_Supplied data_:
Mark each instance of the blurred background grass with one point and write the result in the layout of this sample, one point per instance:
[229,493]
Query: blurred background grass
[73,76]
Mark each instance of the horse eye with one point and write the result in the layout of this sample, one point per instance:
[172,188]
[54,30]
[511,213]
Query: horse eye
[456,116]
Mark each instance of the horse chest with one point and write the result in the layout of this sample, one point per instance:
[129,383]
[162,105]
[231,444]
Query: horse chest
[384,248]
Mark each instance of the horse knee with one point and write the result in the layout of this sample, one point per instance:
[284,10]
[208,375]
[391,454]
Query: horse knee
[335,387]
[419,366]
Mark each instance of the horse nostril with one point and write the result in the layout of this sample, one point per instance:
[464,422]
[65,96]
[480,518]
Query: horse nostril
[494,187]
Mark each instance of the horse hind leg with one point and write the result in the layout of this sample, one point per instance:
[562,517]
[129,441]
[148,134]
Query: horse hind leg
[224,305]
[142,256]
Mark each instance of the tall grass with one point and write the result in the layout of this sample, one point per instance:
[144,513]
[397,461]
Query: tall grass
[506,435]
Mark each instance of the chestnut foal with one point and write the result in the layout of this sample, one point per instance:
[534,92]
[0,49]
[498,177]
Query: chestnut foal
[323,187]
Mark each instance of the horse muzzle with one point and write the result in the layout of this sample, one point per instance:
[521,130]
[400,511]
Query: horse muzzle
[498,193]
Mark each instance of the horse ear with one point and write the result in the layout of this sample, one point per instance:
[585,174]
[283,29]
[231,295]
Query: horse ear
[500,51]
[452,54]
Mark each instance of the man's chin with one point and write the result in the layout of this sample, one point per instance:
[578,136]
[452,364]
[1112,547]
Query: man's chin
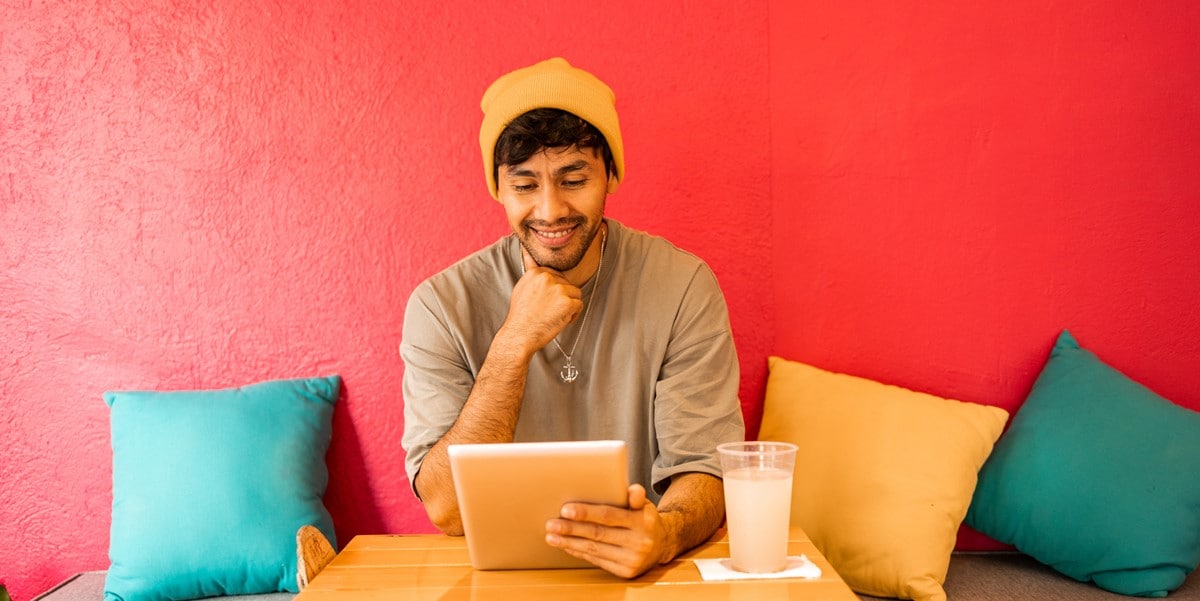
[559,259]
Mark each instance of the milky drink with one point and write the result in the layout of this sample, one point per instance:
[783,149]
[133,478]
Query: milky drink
[759,503]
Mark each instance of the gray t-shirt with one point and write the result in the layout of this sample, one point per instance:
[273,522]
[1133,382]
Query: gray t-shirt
[657,361]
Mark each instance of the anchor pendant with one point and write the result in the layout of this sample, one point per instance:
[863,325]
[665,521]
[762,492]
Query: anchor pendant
[569,372]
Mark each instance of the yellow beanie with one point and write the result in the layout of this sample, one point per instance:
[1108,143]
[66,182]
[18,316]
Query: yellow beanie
[551,83]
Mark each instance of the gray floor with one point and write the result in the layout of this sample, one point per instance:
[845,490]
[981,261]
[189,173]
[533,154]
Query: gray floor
[1018,577]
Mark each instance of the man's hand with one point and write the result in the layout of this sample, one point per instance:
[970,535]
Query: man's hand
[543,304]
[623,541]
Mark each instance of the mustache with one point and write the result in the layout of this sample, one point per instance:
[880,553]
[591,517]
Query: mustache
[579,220]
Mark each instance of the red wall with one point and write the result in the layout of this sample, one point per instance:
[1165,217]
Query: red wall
[207,196]
[210,193]
[954,184]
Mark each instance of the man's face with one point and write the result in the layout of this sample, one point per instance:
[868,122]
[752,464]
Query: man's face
[555,203]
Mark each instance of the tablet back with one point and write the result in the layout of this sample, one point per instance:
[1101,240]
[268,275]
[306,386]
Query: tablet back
[507,492]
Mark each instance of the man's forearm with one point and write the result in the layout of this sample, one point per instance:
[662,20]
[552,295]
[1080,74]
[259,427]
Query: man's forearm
[691,510]
[490,415]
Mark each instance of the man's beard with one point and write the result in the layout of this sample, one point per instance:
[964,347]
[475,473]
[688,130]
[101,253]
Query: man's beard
[561,259]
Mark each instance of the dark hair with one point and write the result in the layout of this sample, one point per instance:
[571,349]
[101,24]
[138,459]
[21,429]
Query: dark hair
[549,128]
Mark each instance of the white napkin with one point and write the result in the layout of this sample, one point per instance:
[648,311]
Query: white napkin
[723,570]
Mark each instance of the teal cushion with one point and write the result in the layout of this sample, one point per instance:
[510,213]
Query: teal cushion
[1097,476]
[209,487]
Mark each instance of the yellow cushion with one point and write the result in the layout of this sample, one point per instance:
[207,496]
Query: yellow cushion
[883,475]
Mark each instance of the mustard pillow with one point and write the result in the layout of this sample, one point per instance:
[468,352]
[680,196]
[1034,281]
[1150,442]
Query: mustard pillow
[883,475]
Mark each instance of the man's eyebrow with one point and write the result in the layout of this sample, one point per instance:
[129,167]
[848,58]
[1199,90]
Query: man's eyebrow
[577,166]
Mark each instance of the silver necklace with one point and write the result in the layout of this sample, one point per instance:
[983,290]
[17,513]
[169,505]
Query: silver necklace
[570,372]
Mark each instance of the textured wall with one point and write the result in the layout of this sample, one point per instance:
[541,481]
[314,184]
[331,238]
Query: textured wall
[199,194]
[955,182]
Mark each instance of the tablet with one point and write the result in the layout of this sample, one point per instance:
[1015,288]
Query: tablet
[508,491]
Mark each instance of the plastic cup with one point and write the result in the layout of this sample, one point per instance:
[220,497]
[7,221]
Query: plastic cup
[757,503]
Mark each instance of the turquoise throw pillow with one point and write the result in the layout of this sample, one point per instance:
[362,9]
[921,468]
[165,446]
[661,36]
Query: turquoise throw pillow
[209,487]
[1097,476]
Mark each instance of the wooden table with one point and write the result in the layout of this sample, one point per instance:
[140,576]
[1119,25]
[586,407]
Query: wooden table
[438,568]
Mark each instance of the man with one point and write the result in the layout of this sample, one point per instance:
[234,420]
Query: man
[574,328]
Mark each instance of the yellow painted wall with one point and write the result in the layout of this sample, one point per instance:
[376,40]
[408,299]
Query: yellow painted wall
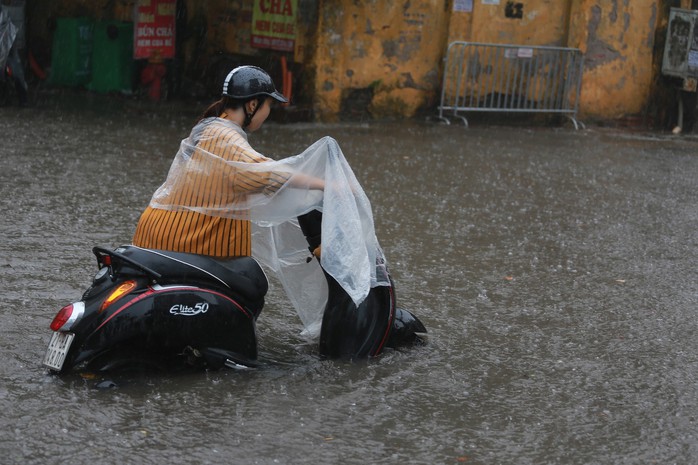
[393,48]
[617,39]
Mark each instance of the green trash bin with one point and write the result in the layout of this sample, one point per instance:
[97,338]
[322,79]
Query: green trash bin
[112,57]
[71,55]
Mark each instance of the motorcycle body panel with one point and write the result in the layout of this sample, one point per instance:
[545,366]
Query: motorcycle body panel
[202,321]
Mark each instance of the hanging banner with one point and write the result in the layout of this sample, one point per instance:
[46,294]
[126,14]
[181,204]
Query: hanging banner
[154,31]
[274,24]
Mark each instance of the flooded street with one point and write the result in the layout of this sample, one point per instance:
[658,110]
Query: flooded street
[556,272]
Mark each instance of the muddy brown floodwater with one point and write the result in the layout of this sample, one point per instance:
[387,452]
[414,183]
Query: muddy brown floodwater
[556,271]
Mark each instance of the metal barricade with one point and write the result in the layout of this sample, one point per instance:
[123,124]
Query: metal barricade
[511,78]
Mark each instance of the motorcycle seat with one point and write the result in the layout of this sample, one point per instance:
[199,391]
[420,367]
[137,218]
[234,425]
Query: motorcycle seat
[243,276]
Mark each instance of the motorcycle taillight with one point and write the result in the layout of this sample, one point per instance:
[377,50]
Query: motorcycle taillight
[123,289]
[67,316]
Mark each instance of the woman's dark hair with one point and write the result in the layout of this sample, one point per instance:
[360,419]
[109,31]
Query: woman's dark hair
[219,106]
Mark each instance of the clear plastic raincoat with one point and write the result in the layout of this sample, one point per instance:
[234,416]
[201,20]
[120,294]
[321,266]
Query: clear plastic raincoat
[350,250]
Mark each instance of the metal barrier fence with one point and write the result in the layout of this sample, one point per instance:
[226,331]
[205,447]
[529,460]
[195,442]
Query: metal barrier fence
[511,78]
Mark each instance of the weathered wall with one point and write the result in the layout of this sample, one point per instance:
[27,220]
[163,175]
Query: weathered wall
[382,56]
[531,22]
[617,39]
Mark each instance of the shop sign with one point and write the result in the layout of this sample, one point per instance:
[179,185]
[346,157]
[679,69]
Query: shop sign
[154,31]
[274,24]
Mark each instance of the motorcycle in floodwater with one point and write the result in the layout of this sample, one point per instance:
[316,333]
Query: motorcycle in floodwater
[153,309]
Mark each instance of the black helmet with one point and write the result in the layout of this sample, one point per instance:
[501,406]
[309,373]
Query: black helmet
[245,82]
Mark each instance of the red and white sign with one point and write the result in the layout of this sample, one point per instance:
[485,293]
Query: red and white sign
[154,31]
[274,24]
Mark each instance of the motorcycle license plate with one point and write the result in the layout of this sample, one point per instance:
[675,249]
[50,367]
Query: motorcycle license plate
[58,349]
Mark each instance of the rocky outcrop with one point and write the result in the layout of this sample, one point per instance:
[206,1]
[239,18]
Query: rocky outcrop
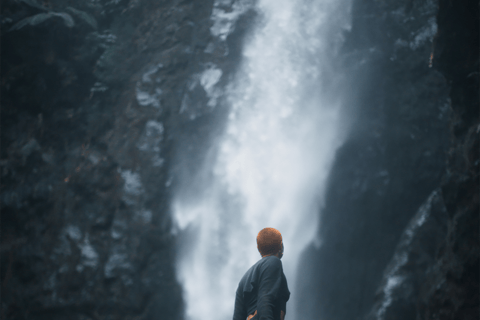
[91,103]
[391,162]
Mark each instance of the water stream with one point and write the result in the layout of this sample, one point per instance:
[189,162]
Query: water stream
[270,166]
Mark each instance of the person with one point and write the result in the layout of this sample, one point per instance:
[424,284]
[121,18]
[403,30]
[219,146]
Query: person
[262,293]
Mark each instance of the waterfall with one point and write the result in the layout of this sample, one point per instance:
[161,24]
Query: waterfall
[269,167]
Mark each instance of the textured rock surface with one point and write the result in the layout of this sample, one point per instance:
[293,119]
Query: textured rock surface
[85,154]
[392,161]
[102,102]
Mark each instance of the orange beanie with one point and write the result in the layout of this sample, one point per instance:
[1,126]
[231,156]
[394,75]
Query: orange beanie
[269,241]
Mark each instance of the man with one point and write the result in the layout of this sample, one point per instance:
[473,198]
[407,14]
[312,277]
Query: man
[262,294]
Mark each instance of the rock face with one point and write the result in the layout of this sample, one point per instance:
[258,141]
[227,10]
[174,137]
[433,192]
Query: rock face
[91,105]
[430,264]
[392,161]
[102,102]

_Given task_: Quote verbatim the final run of lines in the material above, from the line that contains "Mark each instance of the motorcycle license" through the very last line, excluding any pictures.

_Solution for this exercise_:
Mark each instance of the motorcycle license plate with one point and write the result in the layout of this sample, one point per instance:
[675,249]
[50,367]
Query: motorcycle license plate
[58,349]
Mark each instance of the rocky outcrop with one point and write the result in the layout of this sample, one point per instance:
[206,1]
[239,18]
Query: rocky outcrop
[91,103]
[391,162]
Mark each instance of the water stream with one point and write the result in the layout of this sample, one point per instance:
[189,162]
Query: water stream
[270,166]
Mark each instance of the person with one point and write the result in the layout of this sample, one point per instance:
[424,284]
[121,18]
[403,30]
[219,146]
Query: person
[262,293]
Mark each instance of the waterfall with one point and write the result in the layout of this sample, one point per instance:
[161,24]
Query: waterfall
[269,167]
Mark each instance of the textured rock surface with one point and write the result in the layout of this sample, one point per instance:
[293,119]
Query: textured rock surface
[85,154]
[392,161]
[102,102]
Mark each instance of the orange beanie with one point and write the result in the layout of this sample, one point per instance:
[1,126]
[231,156]
[394,75]
Query: orange beanie
[269,241]
Mark each instance of the man with one point and write the result in the layout of this sample, one point per instance:
[473,198]
[407,14]
[312,277]
Query: man
[262,294]
Mark each instance of the rock face with one point and write the result in the layout of this sample, one point per instance:
[258,141]
[227,10]
[174,137]
[433,192]
Query: rock face
[91,105]
[430,264]
[392,161]
[102,102]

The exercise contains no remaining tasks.